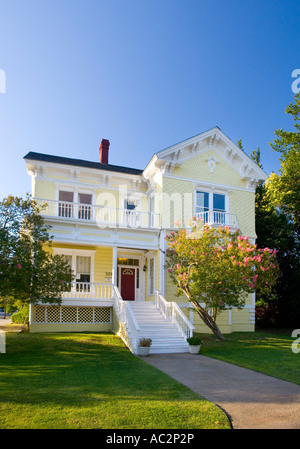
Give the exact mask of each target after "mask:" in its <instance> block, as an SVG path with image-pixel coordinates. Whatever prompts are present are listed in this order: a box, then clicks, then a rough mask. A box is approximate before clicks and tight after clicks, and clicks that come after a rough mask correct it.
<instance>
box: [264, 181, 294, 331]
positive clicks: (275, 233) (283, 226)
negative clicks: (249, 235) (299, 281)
mask: <svg viewBox="0 0 300 449" xmlns="http://www.w3.org/2000/svg"><path fill="white" fill-rule="evenodd" d="M255 198H256V200H255V203H256V204H255V210H256V233H257V240H256V243H257V246H258V247H260V248H263V247H265V246H269V247H272V248H276V250H277V260H278V264H279V275H278V279H277V283H276V288H275V287H274V288H273V290H272V292H271V294H270V293H269V294H266V293H265V292H262V291H258V292H257V294H256V299H257V305H258V306H259V307H258V308H257V322H258V324H260V325H262V326H269V325H272V326H280V327H293V326H297V323H299V320H300V307H299V290H300V285H299V279H300V258H299V254H300V252H299V250H300V245H299V238H298V234H297V232H296V230H295V225H294V223H293V221H291V220H290V219H289V216H288V215H287V214H286V213H285V212H284V211H283V210H282V209H279V208H277V207H276V205H275V204H274V203H273V199H272V196H271V195H270V191H269V188H267V187H266V185H262V186H259V187H258V188H257V189H256V196H255ZM263 310H265V313H262V311H263Z"/></svg>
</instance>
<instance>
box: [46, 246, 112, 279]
mask: <svg viewBox="0 0 300 449" xmlns="http://www.w3.org/2000/svg"><path fill="white" fill-rule="evenodd" d="M54 247H55V248H66V249H74V250H77V249H78V250H87V251H95V270H94V281H95V282H96V283H97V282H100V283H101V282H105V283H107V282H109V281H106V280H105V278H106V277H109V275H108V274H107V275H106V273H110V274H111V273H112V263H113V262H112V260H113V249H112V248H111V247H106V246H103V247H93V246H88V245H67V244H55V245H54Z"/></svg>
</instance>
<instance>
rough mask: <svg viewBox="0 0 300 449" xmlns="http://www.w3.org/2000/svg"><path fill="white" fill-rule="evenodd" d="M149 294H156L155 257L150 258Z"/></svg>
mask: <svg viewBox="0 0 300 449" xmlns="http://www.w3.org/2000/svg"><path fill="white" fill-rule="evenodd" d="M148 273H149V274H148V294H149V295H153V294H154V259H153V258H152V259H149V272H148Z"/></svg>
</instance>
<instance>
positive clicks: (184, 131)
mask: <svg viewBox="0 0 300 449" xmlns="http://www.w3.org/2000/svg"><path fill="white" fill-rule="evenodd" d="M299 22H300V2H299V1H293V0H283V1H278V0H272V1H269V0H243V1H240V0H239V1H236V0H209V1H206V0H97V1H94V0H59V1H57V0H51V1H50V0H38V1H35V0H26V1H24V0H21V1H19V0H10V1H7V0H5V1H3V0H0V69H1V70H2V71H4V72H5V76H6V93H0V151H1V164H0V198H3V197H4V196H7V195H8V194H13V195H19V196H24V195H25V193H26V192H29V191H30V180H29V176H28V175H27V172H26V167H25V162H24V160H23V156H24V155H25V154H26V153H27V152H28V151H36V152H40V153H47V154H54V155H60V156H65V157H74V158H79V159H86V160H92V161H98V160H99V151H98V148H99V144H100V141H101V139H102V138H106V139H109V140H110V160H109V162H110V163H112V164H116V165H124V166H129V167H135V168H144V167H145V166H146V165H147V163H148V162H149V160H150V159H151V157H152V155H153V154H154V153H155V152H157V151H160V150H162V149H164V148H166V147H168V146H171V145H173V144H175V143H177V142H179V141H182V140H185V139H187V138H189V137H191V136H194V135H196V134H198V133H200V132H202V131H206V130H207V129H210V128H212V127H214V126H219V127H220V128H221V129H222V131H223V132H224V133H225V134H226V135H228V136H229V137H230V138H231V139H232V141H233V142H235V143H236V141H237V140H238V139H242V142H243V145H244V148H245V150H246V152H248V154H249V153H250V152H251V151H252V150H253V149H256V148H257V147H260V149H261V154H262V164H263V166H264V169H265V171H266V172H267V173H268V174H269V173H270V172H271V171H272V170H273V171H275V172H277V171H278V168H279V161H278V154H276V153H274V152H273V151H272V150H271V148H270V146H269V142H271V141H272V140H273V139H274V130H275V129H278V128H283V129H286V130H287V129H291V128H292V121H291V119H290V118H289V117H288V116H287V114H285V107H286V105H287V104H288V103H290V102H292V101H293V98H294V94H293V92H292V89H291V85H292V82H293V78H292V77H291V74H292V72H293V70H295V69H299V68H300V51H299V50H300V23H299Z"/></svg>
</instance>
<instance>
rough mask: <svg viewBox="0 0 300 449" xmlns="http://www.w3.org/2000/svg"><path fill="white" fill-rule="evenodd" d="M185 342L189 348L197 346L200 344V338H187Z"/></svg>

════════

[What is required] Please transcribe all of the entries word for word, with the pictures left out.

[Task solution]
Give the exact mask of each target after "mask:" in its <instance> block, as an SVG path with image-pixel coordinates. Whatever prompts are present are listed in this order: a box, then clicks, then a rough mask. A box is approximate before clicks and tight after clicks, and clicks that come after a rough mask correct it.
<instance>
box: [264, 181, 294, 331]
positive clicks: (275, 233) (283, 226)
negative clicks: (249, 235) (299, 281)
mask: <svg viewBox="0 0 300 449" xmlns="http://www.w3.org/2000/svg"><path fill="white" fill-rule="evenodd" d="M255 198H256V200H255V203H256V204H255V210H256V233H257V240H256V243H257V246H258V247H260V248H263V247H265V246H269V247H272V248H276V250H277V260H278V264H279V275H278V279H277V283H276V288H275V287H274V288H273V290H272V292H271V294H270V293H269V294H266V293H265V292H262V291H258V292H257V294H256V299H257V305H258V306H259V307H258V308H257V322H258V324H260V325H262V326H269V325H272V326H280V327H293V326H297V323H299V320H300V307H299V290H300V285H299V279H300V258H299V254H300V252H299V250H300V245H299V238H298V234H297V232H296V230H295V225H294V223H293V221H291V220H290V219H289V216H288V215H287V214H286V213H285V212H284V211H283V210H282V209H279V208H277V207H276V205H275V204H274V203H273V199H272V196H271V195H270V191H269V188H267V187H266V185H262V186H259V187H258V188H257V189H256V196H255ZM263 310H265V313H262V311H263Z"/></svg>
</instance>
<instance>
box: [46, 246, 112, 279]
mask: <svg viewBox="0 0 300 449" xmlns="http://www.w3.org/2000/svg"><path fill="white" fill-rule="evenodd" d="M54 247H55V248H66V249H74V250H77V249H78V250H87V251H95V270H94V281H95V282H96V283H97V282H100V283H101V282H105V283H107V282H109V281H106V280H105V278H106V277H109V275H108V274H107V275H106V273H110V274H111V273H112V263H113V262H112V260H113V249H112V248H111V247H106V246H103V247H93V246H88V245H67V244H55V245H54Z"/></svg>
</instance>
<instance>
rough mask: <svg viewBox="0 0 300 449" xmlns="http://www.w3.org/2000/svg"><path fill="white" fill-rule="evenodd" d="M149 294H156L155 257L150 258Z"/></svg>
mask: <svg viewBox="0 0 300 449" xmlns="http://www.w3.org/2000/svg"><path fill="white" fill-rule="evenodd" d="M148 273H149V274H148V294H149V295H153V294H154V259H153V258H152V259H149V272H148Z"/></svg>
</instance>
<instance>
positive clicks: (184, 131)
mask: <svg viewBox="0 0 300 449" xmlns="http://www.w3.org/2000/svg"><path fill="white" fill-rule="evenodd" d="M299 22H300V2H299V1H293V0H283V1H278V0H272V1H269V0H243V1H240V0H239V1H236V0H209V1H206V0H97V1H94V0H59V1H57V0H51V1H50V0H38V1H35V0H26V1H24V0H21V1H19V0H10V1H7V0H5V1H3V0H0V69H1V70H2V71H4V72H5V76H6V93H0V151H1V164H0V198H3V197H4V196H7V195H8V194H13V195H19V196H24V195H25V193H26V192H29V191H30V180H29V176H28V175H27V172H26V167H25V162H24V160H23V156H24V155H25V154H26V153H27V152H28V151H36V152H40V153H47V154H54V155H60V156H65V157H74V158H79V159H86V160H92V161H98V160H99V151H98V148H99V144H100V141H101V139H102V138H106V139H109V140H110V160H109V162H110V163H112V164H116V165H124V166H129V167H135V168H144V167H145V166H146V165H147V163H148V162H149V160H150V159H151V157H152V155H153V154H154V153H155V152H157V151H160V150H162V149H164V148H166V147H168V146H171V145H173V144H175V143H177V142H179V141H182V140H185V139H187V138H189V137H191V136H194V135H196V134H198V133H200V132H202V131H206V130H207V129H210V128H212V127H214V126H219V127H220V128H221V129H222V131H223V132H224V133H225V134H226V135H228V136H229V137H230V138H231V139H232V141H233V142H235V143H236V141H237V140H238V139H242V142H243V145H244V148H245V150H246V152H248V154H249V153H250V152H251V151H252V150H253V149H256V148H257V147H260V149H261V154H262V164H263V166H264V169H265V171H266V172H267V173H268V174H269V173H270V172H271V171H272V170H273V171H275V172H277V171H278V168H279V161H278V154H276V153H274V152H273V151H272V150H271V148H270V146H269V142H271V141H272V140H273V139H274V130H275V129H278V128H283V129H286V130H287V129H291V128H292V121H291V119H290V118H289V117H288V116H287V114H285V107H286V105H287V104H288V103H290V102H292V101H293V98H294V94H293V92H292V89H291V85H292V82H293V78H292V77H291V74H292V72H293V70H295V69H299V68H300V51H299V50H300V23H299Z"/></svg>
</instance>
<instance>
rough mask: <svg viewBox="0 0 300 449" xmlns="http://www.w3.org/2000/svg"><path fill="white" fill-rule="evenodd" d="M185 342L189 348L197 346L200 344V338H187Z"/></svg>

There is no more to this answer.